• TASK TO COMPLETE: The required result is the exact run of lines beginning at the one containing "Note: for every instance of the green plant" and ending at the last line of the entries.

Top of MATERIAL FOR THIS TASK

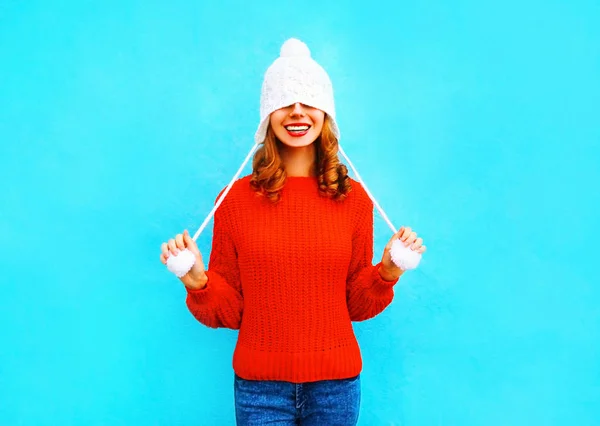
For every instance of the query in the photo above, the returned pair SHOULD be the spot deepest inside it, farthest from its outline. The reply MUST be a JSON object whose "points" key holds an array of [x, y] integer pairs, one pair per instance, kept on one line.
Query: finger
{"points": [[173, 247], [179, 241], [411, 238], [406, 233], [417, 244]]}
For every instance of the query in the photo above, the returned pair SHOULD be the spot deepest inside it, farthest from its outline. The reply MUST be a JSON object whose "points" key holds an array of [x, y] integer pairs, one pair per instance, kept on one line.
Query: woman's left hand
{"points": [[388, 270]]}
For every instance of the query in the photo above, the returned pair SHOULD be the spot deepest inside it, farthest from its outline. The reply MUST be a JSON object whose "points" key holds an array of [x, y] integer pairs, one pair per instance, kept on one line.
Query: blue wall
{"points": [[476, 124]]}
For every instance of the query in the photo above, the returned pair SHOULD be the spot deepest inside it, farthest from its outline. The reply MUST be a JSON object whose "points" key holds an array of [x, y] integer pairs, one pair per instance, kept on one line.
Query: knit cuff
{"points": [[203, 294]]}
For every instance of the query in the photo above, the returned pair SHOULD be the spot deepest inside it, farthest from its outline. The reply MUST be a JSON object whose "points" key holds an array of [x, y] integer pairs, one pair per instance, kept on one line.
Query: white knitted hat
{"points": [[295, 77]]}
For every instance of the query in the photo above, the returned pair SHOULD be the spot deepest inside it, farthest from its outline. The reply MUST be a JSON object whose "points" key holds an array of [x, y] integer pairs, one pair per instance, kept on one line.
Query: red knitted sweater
{"points": [[292, 277]]}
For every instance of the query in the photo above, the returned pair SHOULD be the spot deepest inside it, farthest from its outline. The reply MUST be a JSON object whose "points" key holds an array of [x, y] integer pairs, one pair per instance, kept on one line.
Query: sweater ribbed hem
{"points": [[337, 363]]}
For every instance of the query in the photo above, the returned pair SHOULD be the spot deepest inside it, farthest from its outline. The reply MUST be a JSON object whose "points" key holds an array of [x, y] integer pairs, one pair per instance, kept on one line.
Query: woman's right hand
{"points": [[196, 278]]}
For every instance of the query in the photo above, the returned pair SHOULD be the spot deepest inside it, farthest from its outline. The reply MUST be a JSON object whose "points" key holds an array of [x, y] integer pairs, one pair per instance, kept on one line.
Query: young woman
{"points": [[291, 260]]}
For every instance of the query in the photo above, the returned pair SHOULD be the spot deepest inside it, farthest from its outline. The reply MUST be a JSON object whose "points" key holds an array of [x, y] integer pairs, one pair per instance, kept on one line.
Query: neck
{"points": [[299, 161]]}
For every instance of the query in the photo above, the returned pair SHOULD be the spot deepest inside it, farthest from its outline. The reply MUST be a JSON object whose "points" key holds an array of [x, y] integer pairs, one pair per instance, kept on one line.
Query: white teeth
{"points": [[297, 128]]}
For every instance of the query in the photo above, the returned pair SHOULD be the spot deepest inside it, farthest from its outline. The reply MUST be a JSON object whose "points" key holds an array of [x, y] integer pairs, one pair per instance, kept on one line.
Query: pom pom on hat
{"points": [[295, 77]]}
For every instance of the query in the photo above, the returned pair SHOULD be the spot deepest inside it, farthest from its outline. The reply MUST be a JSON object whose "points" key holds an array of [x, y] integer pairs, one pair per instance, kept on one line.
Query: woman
{"points": [[291, 260]]}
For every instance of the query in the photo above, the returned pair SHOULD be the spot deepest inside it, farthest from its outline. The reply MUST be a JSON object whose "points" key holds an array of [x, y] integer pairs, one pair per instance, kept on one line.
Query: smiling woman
{"points": [[294, 308], [293, 122]]}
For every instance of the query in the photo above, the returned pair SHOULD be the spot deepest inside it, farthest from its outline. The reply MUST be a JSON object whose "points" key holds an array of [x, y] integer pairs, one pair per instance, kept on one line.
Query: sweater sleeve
{"points": [[367, 294], [220, 303]]}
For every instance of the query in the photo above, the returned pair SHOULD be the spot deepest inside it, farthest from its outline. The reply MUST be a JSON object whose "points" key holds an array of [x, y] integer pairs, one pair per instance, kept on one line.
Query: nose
{"points": [[297, 109]]}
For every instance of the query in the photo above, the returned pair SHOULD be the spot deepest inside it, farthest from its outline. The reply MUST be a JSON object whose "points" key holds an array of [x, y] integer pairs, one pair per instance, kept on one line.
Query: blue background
{"points": [[474, 122]]}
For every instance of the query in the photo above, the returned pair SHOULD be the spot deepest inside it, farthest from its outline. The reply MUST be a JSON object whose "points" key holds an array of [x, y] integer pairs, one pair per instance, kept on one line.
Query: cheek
{"points": [[318, 120]]}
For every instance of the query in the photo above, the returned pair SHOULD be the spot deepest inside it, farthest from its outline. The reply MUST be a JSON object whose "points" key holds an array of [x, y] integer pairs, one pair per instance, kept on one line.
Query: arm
{"points": [[367, 292], [219, 304]]}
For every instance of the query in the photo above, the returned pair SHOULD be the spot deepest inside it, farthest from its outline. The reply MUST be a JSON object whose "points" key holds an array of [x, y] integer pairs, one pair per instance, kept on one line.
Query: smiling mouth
{"points": [[297, 130]]}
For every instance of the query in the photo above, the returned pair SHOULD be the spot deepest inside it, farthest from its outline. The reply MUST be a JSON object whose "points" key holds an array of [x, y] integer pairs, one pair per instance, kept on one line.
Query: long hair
{"points": [[268, 174]]}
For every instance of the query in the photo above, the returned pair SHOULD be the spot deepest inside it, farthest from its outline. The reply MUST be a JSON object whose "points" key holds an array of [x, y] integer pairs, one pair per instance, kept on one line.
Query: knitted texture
{"points": [[292, 277], [295, 77]]}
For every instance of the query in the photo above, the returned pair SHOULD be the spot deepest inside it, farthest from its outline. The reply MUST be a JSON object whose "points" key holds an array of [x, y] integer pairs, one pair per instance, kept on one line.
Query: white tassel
{"points": [[182, 263], [404, 257]]}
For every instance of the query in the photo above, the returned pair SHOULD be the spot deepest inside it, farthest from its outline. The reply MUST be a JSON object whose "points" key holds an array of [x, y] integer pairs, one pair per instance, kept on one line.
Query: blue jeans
{"points": [[327, 402]]}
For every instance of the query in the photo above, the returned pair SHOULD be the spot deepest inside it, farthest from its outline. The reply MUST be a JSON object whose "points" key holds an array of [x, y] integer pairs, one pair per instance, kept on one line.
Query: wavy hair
{"points": [[268, 173]]}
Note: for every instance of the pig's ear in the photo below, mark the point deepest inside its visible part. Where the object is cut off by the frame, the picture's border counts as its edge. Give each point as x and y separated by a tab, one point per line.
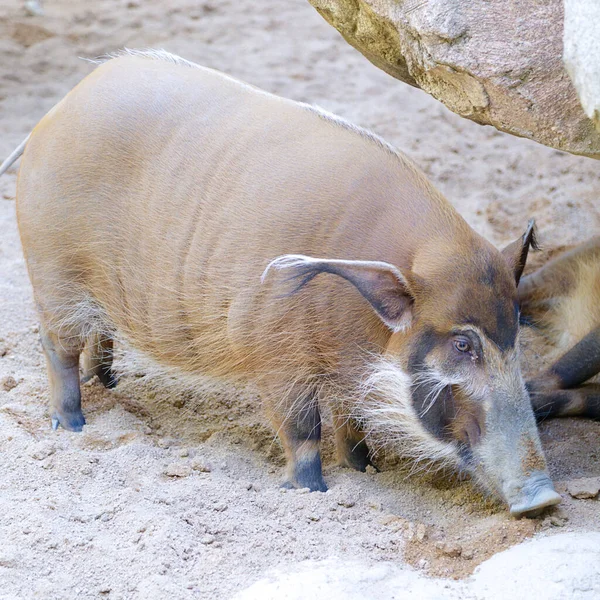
382	284
516	253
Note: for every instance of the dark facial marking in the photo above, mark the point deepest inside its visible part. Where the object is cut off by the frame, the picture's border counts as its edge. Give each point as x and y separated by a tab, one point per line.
439	415
501	324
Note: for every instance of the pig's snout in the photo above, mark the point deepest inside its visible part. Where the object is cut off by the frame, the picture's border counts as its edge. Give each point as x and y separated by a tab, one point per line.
532	496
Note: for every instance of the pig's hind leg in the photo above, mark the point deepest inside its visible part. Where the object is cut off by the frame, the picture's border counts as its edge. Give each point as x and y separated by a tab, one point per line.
62	360
351	447
297	421
98	360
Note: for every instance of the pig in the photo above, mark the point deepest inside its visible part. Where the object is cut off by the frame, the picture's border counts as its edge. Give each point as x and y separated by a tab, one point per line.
224	230
561	298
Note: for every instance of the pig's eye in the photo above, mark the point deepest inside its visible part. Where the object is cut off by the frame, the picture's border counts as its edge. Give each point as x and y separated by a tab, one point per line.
462	345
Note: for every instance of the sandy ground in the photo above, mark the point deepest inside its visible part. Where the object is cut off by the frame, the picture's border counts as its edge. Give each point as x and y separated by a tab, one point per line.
176	495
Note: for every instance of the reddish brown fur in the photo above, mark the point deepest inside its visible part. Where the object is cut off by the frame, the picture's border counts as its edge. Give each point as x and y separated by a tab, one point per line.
151	199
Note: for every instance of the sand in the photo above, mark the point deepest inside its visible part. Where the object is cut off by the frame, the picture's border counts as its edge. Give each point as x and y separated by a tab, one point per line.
176	495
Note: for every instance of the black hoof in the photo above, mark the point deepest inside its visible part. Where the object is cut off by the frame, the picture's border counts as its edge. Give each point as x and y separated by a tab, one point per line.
357	457
73	421
107	378
307	474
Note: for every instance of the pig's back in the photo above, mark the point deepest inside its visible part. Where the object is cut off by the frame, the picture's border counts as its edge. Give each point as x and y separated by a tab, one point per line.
165	190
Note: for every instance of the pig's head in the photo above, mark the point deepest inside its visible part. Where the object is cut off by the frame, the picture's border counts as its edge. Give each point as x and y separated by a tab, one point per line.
449	384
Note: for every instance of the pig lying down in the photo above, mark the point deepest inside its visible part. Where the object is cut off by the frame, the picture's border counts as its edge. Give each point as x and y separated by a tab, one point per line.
561	298
226	231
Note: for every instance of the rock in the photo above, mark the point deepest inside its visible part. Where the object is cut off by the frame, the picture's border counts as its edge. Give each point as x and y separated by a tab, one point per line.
416	532
468	554
207	539
581	53
43	450
497	63
178	470
557	521
199	465
587	487
8	383
450	549
347	502
421	532
33	8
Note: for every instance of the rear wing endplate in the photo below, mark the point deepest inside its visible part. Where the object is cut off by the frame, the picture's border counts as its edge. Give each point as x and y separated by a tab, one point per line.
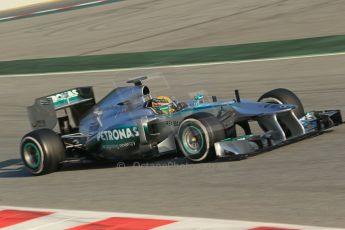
43	113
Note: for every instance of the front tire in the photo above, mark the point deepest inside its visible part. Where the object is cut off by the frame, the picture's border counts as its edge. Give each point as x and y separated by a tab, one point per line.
42	151
197	135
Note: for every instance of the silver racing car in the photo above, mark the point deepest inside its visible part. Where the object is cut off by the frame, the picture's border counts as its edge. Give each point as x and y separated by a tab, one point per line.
129	123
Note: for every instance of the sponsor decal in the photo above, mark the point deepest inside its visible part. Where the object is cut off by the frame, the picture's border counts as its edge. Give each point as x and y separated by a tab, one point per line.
65	97
118	134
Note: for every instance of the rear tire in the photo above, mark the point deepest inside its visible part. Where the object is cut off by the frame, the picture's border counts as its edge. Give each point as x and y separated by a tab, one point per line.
42	151
197	135
284	96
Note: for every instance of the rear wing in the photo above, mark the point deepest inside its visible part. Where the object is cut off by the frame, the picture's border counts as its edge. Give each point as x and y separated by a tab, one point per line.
43	114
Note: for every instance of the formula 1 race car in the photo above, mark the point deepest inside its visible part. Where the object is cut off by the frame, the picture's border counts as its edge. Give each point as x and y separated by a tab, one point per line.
130	124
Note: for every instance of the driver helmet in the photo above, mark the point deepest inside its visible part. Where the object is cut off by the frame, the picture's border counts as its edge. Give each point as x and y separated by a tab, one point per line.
163	105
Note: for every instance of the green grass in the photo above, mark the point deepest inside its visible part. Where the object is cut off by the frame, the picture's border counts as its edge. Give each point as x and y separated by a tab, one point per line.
273	49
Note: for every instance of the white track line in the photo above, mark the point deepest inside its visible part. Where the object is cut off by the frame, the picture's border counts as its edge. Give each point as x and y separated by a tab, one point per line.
174	66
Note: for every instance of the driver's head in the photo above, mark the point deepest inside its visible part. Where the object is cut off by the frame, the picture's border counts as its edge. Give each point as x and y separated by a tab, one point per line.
163	105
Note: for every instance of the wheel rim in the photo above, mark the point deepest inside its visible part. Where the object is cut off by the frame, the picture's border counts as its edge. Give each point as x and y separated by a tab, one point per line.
32	155
193	140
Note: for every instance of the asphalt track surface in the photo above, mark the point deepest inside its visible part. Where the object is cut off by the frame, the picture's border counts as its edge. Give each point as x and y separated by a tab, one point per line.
301	183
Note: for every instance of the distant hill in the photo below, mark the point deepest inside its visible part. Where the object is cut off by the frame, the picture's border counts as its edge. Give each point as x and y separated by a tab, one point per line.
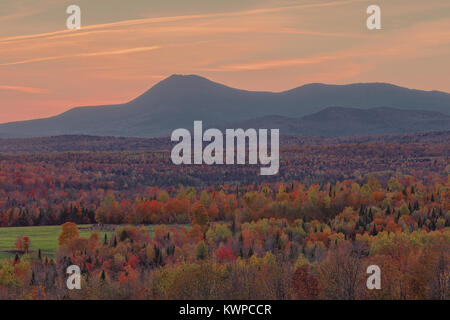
179	100
74	143
340	121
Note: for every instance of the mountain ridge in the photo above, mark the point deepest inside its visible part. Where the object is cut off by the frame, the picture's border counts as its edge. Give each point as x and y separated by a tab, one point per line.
178	100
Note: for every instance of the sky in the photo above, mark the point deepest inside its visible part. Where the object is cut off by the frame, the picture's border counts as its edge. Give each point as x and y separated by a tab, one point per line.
125	47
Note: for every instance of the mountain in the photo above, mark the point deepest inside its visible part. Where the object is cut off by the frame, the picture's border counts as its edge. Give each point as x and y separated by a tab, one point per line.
180	99
344	121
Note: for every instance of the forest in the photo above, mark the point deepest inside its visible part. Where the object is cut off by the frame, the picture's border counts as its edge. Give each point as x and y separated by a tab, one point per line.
227	233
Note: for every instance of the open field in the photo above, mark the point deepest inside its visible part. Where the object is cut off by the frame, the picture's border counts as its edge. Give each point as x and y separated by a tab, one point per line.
44	238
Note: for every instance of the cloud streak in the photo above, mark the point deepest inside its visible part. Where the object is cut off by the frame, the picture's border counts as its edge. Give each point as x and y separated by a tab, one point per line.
81	55
24	89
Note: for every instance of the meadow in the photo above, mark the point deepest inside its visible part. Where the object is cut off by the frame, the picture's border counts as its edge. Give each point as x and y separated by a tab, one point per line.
45	238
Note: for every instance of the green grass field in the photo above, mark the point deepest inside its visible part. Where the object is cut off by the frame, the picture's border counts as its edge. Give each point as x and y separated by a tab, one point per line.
44	238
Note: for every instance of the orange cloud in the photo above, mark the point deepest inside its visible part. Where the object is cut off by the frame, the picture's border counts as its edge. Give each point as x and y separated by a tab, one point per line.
23	89
79	55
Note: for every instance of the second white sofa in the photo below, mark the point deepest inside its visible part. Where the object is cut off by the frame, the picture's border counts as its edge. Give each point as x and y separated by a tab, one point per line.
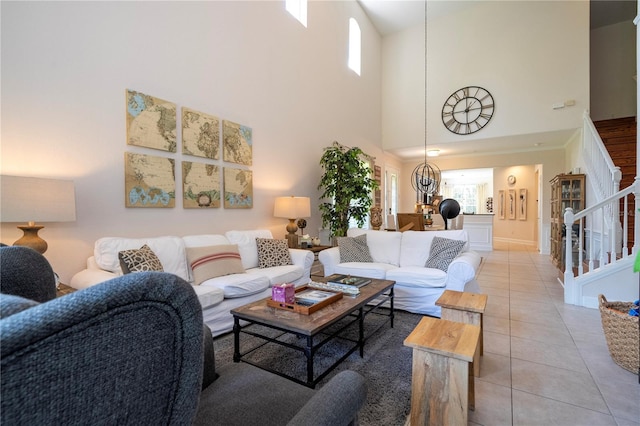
217	295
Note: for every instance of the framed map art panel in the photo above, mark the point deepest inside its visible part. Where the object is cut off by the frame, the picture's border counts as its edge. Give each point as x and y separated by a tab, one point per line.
151	122
237	143
200	185
200	134
149	181
238	188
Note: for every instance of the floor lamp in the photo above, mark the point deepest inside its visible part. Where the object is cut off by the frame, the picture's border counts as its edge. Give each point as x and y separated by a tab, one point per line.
30	200
292	208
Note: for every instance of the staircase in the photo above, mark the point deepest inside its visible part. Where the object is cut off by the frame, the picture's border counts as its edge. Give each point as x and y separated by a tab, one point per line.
605	246
619	138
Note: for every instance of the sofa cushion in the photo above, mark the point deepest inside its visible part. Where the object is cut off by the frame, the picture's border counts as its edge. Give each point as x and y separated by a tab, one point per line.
170	250
208	296
246	241
384	246
415	245
418	276
139	260
239	285
214	261
442	252
272	252
365	269
354	249
279	274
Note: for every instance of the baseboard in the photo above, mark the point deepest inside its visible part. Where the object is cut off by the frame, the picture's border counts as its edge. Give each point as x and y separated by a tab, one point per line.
514	241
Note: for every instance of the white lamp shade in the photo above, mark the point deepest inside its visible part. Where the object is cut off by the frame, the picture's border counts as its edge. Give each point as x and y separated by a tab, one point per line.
28	199
292	207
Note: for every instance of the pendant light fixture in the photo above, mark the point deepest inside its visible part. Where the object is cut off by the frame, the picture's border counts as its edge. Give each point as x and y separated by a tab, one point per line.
425	178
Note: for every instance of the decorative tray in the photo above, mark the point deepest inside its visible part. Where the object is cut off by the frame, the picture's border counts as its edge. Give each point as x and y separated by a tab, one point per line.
316	299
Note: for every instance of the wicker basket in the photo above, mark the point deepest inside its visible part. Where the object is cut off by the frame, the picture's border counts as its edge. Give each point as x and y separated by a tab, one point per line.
622	333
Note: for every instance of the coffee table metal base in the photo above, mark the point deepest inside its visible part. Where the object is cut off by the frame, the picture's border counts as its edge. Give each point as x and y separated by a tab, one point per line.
312	346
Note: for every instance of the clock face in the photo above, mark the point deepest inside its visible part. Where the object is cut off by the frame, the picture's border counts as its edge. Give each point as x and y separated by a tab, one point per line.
468	110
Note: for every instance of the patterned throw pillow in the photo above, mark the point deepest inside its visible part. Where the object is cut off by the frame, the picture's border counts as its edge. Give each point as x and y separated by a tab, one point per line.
214	261
273	253
442	252
139	260
354	249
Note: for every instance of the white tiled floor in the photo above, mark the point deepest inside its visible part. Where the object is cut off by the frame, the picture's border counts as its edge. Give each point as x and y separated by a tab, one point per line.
545	362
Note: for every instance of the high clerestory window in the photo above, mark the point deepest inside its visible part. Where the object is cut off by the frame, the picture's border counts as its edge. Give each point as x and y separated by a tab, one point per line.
355	46
298	8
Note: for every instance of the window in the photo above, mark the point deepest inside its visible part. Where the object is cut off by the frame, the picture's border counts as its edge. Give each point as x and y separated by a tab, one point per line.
355	46
471	196
391	195
298	8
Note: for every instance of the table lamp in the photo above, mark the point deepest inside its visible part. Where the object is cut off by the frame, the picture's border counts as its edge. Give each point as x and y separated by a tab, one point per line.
292	208
30	200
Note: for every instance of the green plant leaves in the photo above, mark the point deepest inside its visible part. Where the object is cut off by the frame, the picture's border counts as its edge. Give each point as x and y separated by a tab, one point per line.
347	182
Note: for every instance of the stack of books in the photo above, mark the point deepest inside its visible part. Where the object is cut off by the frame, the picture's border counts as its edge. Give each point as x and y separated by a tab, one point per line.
347	281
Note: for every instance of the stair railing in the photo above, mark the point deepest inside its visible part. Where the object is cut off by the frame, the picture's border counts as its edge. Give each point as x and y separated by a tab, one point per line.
604	176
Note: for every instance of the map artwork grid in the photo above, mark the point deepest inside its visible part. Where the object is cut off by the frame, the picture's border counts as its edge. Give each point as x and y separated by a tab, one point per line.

Bottom of MATERIAL FOR THIS TASK

• SOLUTION TO THIS PROBLEM:
Note: for every instance of the green plant leaves in the photo above, mark the point deepest inside its visible part. Where the object is cut off by the frame, the picture's border counts as its edge. Give each point as x and y separated by a tab, one point per line.
347	182
Note: for every instance of the stack of books in the photo above, mark the point deepest inside its visible part. Where the object is cut off by the frame, the picture's border counts as its edge. Give each point as x and y separated by a tab, one point per line.
347	281
Note: for every instance of the stair railing in the photo above, mark the point deepest inside its visible part. Where the object is cut off by the frame, the picture's border counts as its edge. Give each point as x and y separated by a tab, one point per line.
604	176
Note: for every instance of the map artwork grid in the photo above, mark the point deepest inside its visible part. Where the object is cut off by the frame, the picture's border counts as its edge. Give each point as x and y separated by a tab, one point per line.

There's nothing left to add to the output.